** start of EXTRACT TO READ **

Keep your application state out of your queue

I’m going to pick on Resque here, since it’s nominally great and widely used. You’re probably using it in your application right now. Unfortunately, I need to tell you something unsettling.

¡DRAMA MUSIC!

There’s an outside chance your application is dropping jobs. The Resque worker process pulls a job off the queue, turns it into an object, and passes it to your class for processing. This handles the simple case beautifully. But failure cases are important, if tedious, to consider.

What happens if there’s an exception in your processing code? There’s a plugin for that. What happens if you need to restart your Resque process while a job is processing? There’s a signal for that. What if, between taking a job off the queue and fully processing it, the whole server disappears due to a network partition, hardware failure, or the FBI “borrowing” your rack?

¡DRAMA MUSIC!

Honestly, you shouldn’t treat Resque, or even Redis, like you would a relational or dynamo-style database. Redis, like memcached, is designed as a cache. You put things in it, you can get it out, really fast. Redis, like memcached, rarely falls over. But if it does, the remediation steps are manual. Redis currently doesn’t have a good High Availability setup (it’s being contemplated).

** end of EXTRACT TO READ **
** start of LISTED RECORDS **

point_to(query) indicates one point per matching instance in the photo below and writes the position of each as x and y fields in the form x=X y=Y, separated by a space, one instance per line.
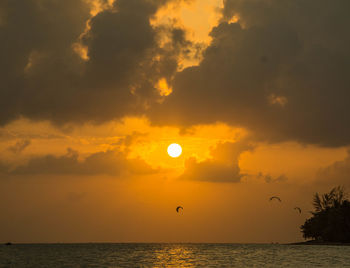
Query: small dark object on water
x=178 y=208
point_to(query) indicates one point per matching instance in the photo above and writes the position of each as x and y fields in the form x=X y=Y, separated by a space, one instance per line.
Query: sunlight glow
x=174 y=150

** end of LISTED RECORDS **

SET TASK A
List the three causes the article on keeping application state out of the queue gives for the whole server disappearing.
SET TASK B
Summarize the article on keeping application state out of the queue in two sentences.

EXERCISE RESULT A
- a network partition
- hardware failure
- the FBI "borrowing" your rack

EXERCISE RESULT B
The article warns that an application using Resque may be dropping jobs: there is a plugin for exceptions in processing code and a signal for restarting the process, but the whole server could disappear between taking a job off the queue and fully processing it. It argues that Resque and Redis should not be treated like a relational or dynamo-style database, because Redis is designed as a cache, needs manual remediation when it falls over, and lacks a good High Availability setup.